## WORK TASK
In the excerpt on kinase inhibitor targets and chemical data, what was the largest target class classified as?

-
Kinase inhibitor targets by highest phase
With a little bit of data wrangling I was able to convert the kinase clinical data we have to a form which shows the highest phase achieved for a particular target class - major distinct known activities were clustered together, and not surprisingly, the largest class was then classified as "multi" - i.e. significant known activity across multiple distinct branches of the kinome tree.
A little bit of explanation of the graph, blue = phase 1, green = phase 2, yellow = phase 3 and blue = launched. Targets are the x-axis, and the number of compounds that have reached that clinical phase are on the y-axis.
The graph is crappy - I couldn't get Numbers to behave - sorry, but c'est la vie. (Click image for larger)
If you want the data yourself in spreadsheet form mail me. -
Atlas CBS Server
We have set up a server for some of the ligand efficiency mapping work of Cele Abad-Zapatero and colleagues. The AtlasCBS server is at https://wwwdev.ebi.ac.uk/chembl/atlascbs/intro.jsp - note this is on our dev server, so if some of the links out are goofy, or look different, check the url!
The site and work is pretty well documented, so go on, have an explore - and any feedback you may have, leave a comment to this blog posting. -
Data Integration - The Ontogeny of Chemical Data
It is great to be able to perform confederated queries across data sources, really great. The greatness of this leads to the development of common representational and access standards (things like MIABE, InChI, and PSIQUIC, as examples that we are involved in ourselves). This ability to take data out of silos and share has arguably been one of the defining elements of science in the last ten years, and the generalisation of this data sharing and representation via semantic web technologies may become one of the defining features of the next decade. One of the issues though is that of data provenance, and primacy, and this is an issue that we have started to think about, and plan for in our own data integration efforts.

## EXTRACTED ENTRIES
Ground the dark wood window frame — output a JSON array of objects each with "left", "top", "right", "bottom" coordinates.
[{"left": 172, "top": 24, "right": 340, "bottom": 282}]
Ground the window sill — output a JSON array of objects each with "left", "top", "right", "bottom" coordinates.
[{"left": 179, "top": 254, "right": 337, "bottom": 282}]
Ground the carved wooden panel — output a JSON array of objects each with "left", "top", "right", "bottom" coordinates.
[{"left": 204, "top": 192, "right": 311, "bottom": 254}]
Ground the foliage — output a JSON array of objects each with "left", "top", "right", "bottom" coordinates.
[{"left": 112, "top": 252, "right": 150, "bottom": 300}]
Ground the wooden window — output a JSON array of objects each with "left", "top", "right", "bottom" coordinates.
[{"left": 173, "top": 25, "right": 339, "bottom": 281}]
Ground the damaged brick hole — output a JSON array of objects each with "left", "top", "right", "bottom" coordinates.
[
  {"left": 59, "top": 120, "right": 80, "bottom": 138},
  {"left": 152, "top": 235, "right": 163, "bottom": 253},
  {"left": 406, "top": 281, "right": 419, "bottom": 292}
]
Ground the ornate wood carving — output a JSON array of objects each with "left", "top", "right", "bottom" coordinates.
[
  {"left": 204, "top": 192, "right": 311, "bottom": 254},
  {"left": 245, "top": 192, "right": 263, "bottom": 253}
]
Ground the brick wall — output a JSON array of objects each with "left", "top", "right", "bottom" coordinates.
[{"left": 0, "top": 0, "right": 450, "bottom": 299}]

...

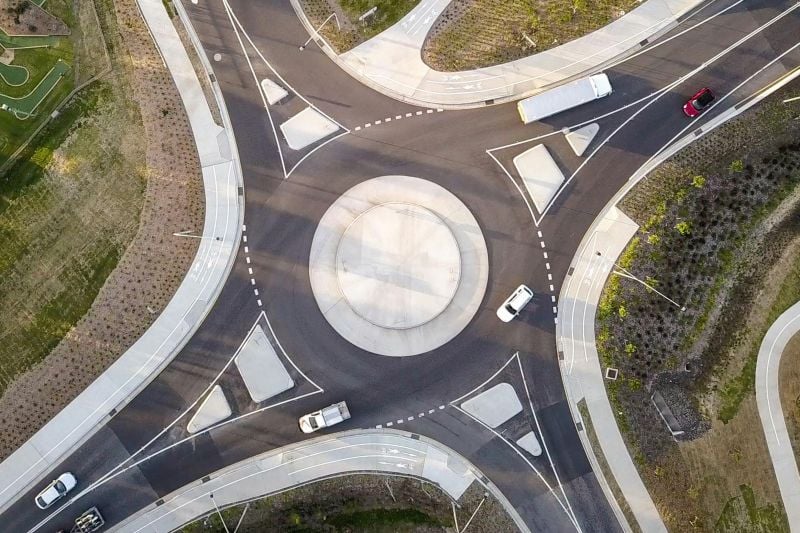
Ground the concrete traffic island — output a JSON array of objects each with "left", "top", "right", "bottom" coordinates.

## RESULT FOR THIS TASK
It was classified as "multi," meaning significant known activity across multiple distinct branches of the kinome tree.